Teks Bacaan >>
Page 270 - Berangkat Dari Agraria
P. 270
BAB VII 247
Geliat Kebijakan Kehutanan
Kilasan masalah
Pelepasan kawasan hutan tidak mungkin dilakukan secara
hukum di wilayah yang luas kawasan hutannya di bawah 30%.
Sehingga semua provinsi di pulau Jawa, Bali dan Lampung menjadi
wilayah “terlarang” bagi pelepasan kawasan hutan. Limitasi ini
tertuang dalam UU No. 41/1999 tentang Kehutanan. Padahal,
kenyataannya di provinsi-provinsi inilah mayoritas potensi subyek
reforma agraria berada. Warga miskin yang membutuhkan tanah
untuk keluar dari kemiskinannya sebagian besar persis berada di
wilayah ini.
Belum lagi fenomena tidak sinkronnya kebijakan kehutanan
yang cenderung bersemangat konservasionis dengan kebijakan
pertanahan yang mengutamakan kemanfaatan ekonomis. Sejumlah
kasus ditemukan, kriminalisasi pejabat pertanahan gara-gara
menerbitkan sertipikasi atau legalisasi pemilikan tanah di atas
tanah yang diklaim sebagai kawasan kehutanan. Hal ini memicu
ketegangan antar instansi yang memerlukan penanganan serius dan
tuntas.

Daftar Tugas >>
**1.** Tuliskan ulang tanpa perubahan bagian teks tentang kebijakan kehutanan, dimulai dari kata-kata "Page 270 - Berangkat" dan berakhir setelah kata-kata "di bawah 30%.".
**2.** Teruskan tulisan tentang kebijakan kehutanan dan reforma agraria itu, mulai setelah kalimat terakhirnya.
Data yang menyusul tidak diperlukan sama sekali.

Kumpulan Data >>
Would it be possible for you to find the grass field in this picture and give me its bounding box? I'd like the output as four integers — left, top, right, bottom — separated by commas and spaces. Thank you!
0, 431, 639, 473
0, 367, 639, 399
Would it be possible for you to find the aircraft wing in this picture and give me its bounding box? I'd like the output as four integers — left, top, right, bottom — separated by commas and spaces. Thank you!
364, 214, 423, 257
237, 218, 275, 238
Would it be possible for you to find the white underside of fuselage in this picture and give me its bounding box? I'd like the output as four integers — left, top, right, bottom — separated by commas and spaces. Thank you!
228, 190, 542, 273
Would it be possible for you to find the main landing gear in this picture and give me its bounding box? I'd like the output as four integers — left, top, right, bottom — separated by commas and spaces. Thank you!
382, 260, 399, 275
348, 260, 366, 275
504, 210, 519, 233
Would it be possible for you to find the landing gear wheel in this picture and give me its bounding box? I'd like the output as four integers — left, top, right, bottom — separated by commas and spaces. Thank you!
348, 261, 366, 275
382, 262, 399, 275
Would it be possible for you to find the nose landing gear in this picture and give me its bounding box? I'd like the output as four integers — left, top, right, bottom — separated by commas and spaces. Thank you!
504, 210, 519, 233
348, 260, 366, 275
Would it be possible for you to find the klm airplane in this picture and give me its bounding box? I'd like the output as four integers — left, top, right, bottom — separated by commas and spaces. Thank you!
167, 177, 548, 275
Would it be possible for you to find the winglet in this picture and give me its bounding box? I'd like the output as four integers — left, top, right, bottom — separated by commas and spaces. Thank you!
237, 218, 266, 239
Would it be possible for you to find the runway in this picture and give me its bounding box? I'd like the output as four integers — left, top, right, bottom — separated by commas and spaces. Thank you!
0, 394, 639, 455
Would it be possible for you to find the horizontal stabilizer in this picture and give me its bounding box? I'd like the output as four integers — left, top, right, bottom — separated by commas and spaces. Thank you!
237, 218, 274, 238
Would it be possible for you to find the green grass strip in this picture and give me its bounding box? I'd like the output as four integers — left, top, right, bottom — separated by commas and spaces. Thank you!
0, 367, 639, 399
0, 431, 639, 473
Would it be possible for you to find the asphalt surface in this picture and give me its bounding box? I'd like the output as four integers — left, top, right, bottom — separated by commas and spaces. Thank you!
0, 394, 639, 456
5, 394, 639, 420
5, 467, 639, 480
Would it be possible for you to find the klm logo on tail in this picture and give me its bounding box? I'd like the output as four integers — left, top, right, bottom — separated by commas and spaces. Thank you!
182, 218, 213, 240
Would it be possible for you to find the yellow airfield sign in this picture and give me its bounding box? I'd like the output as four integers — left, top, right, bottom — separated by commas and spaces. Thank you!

Jawaban yang Diharapkan >>
**1.**
Page 270 - Berangkat Dari Agraria
P. 270
BAB VII 247
Geliat Kebijakan Kehutanan
Kilasan masalah
Pelepasan kawasan hutan tidak mungkin dilakukan secara
hukum di wilayah yang luas kawasan hutannya di bawah 30%.

**2.**
Demikian pula dengan pelaksanaan kegiatan perhutanan sosial
untuk membuka akses pemanfaatan dan pengelolaan kawasan
hutan negara masih perlu didorong, termasuk penetapan hutan adat
sebagai bagian dari wilayah adat dari masyarakat adat. Perhutanan
sosial penting dijalankan di luar lokasi yang pada kenyataannya sudah
menjadi ruang hidup dan wilayah kelola rakyat selama bergenerasi.
Pemukiman atau perkampungan dan lahan garapan yang sudah
menjadi sawah, ladang atau kebun penduduk secara sosial ekologis
tidak lagi relevan untuk dijadikan area perhutanan sosial. Negara
punya tugas konstusional untuk mengakui hak atas tanah di dalam
kawasan hutan menjadi hal milik rakyat.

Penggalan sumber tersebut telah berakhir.